● **Assignment**
Repeat each line of the material word for word.

● **Data**
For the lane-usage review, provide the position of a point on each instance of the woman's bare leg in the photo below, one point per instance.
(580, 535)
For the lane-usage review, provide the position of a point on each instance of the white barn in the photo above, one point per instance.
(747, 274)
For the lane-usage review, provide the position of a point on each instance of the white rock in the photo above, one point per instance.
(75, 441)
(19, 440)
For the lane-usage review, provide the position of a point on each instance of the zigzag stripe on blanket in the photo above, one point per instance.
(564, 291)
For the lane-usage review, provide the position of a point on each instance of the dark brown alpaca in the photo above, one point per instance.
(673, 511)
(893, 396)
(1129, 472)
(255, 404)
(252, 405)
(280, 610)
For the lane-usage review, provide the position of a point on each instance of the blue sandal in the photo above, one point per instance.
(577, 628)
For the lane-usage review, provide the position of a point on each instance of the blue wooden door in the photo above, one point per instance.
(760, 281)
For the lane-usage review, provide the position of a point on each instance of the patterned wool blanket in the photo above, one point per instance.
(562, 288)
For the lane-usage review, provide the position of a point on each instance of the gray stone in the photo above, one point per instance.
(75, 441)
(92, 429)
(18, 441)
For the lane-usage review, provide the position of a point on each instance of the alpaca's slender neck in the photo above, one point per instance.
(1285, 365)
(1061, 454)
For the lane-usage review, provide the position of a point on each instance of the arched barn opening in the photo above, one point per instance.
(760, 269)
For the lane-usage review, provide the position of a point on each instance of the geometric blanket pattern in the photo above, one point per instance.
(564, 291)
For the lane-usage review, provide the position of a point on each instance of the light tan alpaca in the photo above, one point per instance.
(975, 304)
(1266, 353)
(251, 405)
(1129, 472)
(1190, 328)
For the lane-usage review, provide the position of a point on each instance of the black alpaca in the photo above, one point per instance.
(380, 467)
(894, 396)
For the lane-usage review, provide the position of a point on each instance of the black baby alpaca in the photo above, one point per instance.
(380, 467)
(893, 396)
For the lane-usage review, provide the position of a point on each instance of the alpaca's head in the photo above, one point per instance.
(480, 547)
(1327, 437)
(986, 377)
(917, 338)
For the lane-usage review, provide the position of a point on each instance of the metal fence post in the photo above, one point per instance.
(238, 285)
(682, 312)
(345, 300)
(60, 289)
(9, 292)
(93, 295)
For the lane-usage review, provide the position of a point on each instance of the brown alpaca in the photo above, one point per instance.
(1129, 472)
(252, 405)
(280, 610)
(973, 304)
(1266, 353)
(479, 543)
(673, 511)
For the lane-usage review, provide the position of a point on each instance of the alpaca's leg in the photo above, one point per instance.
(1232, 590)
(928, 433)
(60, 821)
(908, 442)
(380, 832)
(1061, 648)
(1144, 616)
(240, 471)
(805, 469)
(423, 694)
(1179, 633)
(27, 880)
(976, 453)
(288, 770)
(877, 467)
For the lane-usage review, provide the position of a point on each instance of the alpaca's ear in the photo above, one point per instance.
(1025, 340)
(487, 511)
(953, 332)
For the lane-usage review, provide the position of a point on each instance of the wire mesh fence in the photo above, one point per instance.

● **Your solution**
For the lane-usage review, provide the position of a point on each instance of the woman's bare leg in the photo below, one point per instance.
(580, 535)
For the lane-usage review, provide the position of a point on each instance of the white barn in the photo above, one point per instance.
(747, 274)
For the lane-usage review, provide the position of a point on each instance of the white rock in the photo above, one point per instance.
(75, 441)
(19, 440)
For the lane-usage review, provide the position of a point on each instance of the zigzag stripe on blanket in the photo above, one point per instance.
(564, 291)
For the lane-usage review, provide the position of a point on each instance of the dark brown alpaca in the photo above, one point per instance.
(673, 511)
(893, 396)
(1129, 472)
(255, 404)
(252, 405)
(280, 610)
For the lane-usage review, provide the position of a point on each instance of the blue sandal in the photo above, one point per instance.
(577, 628)
For the lane-usage review, provide the position of a point on each instance of the blue wooden door in the photo above, one point per instance.
(760, 281)
For the lane-usage review, provide the position of a point on each instance of the patterned wool blanket in the photo above, one point per instance.
(562, 288)
For the lane-usage review, provide the position of a point on each instance of the gray stone in the photo above, one point per instance.
(75, 441)
(92, 429)
(18, 441)
For the lane-usage review, provide the position of a point on each instance of the alpaca's slender neck in the photo above, one point per instance.
(1285, 365)
(1061, 454)
For the lane-usage review, provide the position of a point on each instance of the arched barn opening in the photo above, one point per instance.
(760, 269)
For the lane-usage review, provide the position of a point on each instance of the geometric blanket pattern in the photo above, one point per instance.
(564, 291)
For the lane-usage review, provide the position of a point on each instance of the light tan alpaca in the photo above, one point per instance.
(975, 304)
(1266, 353)
(251, 405)
(1129, 472)
(1190, 328)
For the lane-usage review, provide the position of a point on each instance of the black alpaca in the photo above, one point per instance.
(380, 467)
(894, 396)
For the lane-usage review, provide the position of a point on each instance of the black baby alpaca in the photo above, one point per instance.
(380, 467)
(893, 396)
For the lane-usage review, provide the position of a point on each instance of the alpaca's head in the photo above, one point per instance.
(480, 547)
(1327, 437)
(986, 377)
(917, 338)
For the lane-usage review, provide the position of a point on each instance of the metal fence post in the photo above, one point per instance.
(238, 285)
(682, 312)
(345, 300)
(60, 289)
(9, 292)
(93, 295)
For the lane-usage review, provide the position of a point on each instance of the brown alpaca in the photo above, one point per instance.
(1129, 472)
(252, 405)
(280, 610)
(973, 304)
(1266, 353)
(479, 543)
(673, 511)
For the lane-usage review, provide the position of a point on each instance of the alpaca's leg in the photo above, one point per instance.
(1232, 590)
(928, 433)
(60, 821)
(908, 442)
(380, 832)
(1061, 648)
(1144, 616)
(240, 471)
(805, 469)
(423, 694)
(1179, 633)
(27, 880)
(976, 453)
(288, 770)
(877, 467)
For the lane-usage review, provide the position of a point on each instance of the alpaca's ear in the photo above, one point per instance.
(1025, 340)
(487, 511)
(953, 332)
For the lane-usage review, provide the position of a point on each instance of the wire mesh fence in the photo above, one point per instance.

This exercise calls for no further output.